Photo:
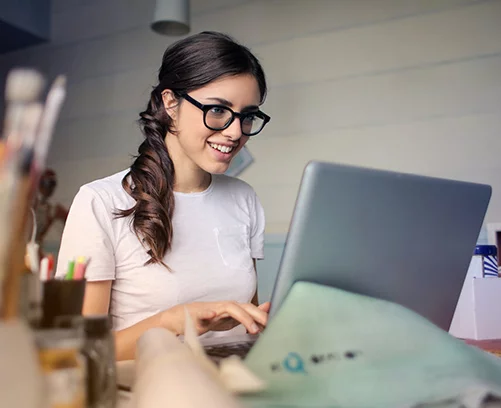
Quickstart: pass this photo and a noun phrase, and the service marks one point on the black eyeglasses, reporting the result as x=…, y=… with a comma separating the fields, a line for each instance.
x=219, y=117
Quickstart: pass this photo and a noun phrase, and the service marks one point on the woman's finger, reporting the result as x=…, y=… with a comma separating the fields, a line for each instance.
x=240, y=314
x=259, y=315
x=265, y=307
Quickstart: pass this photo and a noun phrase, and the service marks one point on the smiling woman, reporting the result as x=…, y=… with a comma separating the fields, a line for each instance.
x=173, y=231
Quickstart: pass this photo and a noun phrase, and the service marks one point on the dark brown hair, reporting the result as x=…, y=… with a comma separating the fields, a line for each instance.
x=187, y=65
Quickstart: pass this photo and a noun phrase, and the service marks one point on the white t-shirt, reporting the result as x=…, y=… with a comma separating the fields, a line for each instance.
x=217, y=233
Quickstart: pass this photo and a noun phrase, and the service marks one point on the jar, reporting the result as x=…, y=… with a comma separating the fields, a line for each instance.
x=99, y=351
x=63, y=367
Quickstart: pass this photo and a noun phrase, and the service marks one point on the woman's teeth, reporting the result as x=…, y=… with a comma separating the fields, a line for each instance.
x=221, y=148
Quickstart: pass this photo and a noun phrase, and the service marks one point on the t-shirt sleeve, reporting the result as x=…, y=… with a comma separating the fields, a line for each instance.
x=257, y=228
x=88, y=232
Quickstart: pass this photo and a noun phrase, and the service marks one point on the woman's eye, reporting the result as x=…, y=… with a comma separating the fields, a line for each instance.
x=216, y=110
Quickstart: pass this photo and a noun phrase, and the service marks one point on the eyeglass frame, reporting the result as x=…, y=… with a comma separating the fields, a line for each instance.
x=206, y=108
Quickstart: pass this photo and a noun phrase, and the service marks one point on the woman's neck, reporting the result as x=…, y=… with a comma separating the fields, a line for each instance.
x=191, y=183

Task requirements.
From the line containing "on the t-shirt" down to the last line of the records, transcribe every line exactly and add nothing else.

Solution to the problem.
Quickstart: pass this photo and a noun phrase, and the service marks one point on the t-shirt sleeve, reporting the result as x=…, y=… with a comma separating the fields, a line for each instance.
x=257, y=228
x=88, y=232
Quickstart: pass this photo and a noun phrase, and the service marks one point on the woman's eye, reporting the result as x=…, y=… with a comma separating the fields, a line for each instance.
x=216, y=110
Quickstart: pass this photo and a noun phrase, and the service marks one point on the eyeglass frame, reporting the result as x=…, y=… with a comma separating the fields, a line for each instance.
x=206, y=108
Quickstart: pass this photo and a noun phrase, and the service marks one point on the woman's neck, reporting the result as x=…, y=… with a comma separating the fields, a line for each instance.
x=191, y=183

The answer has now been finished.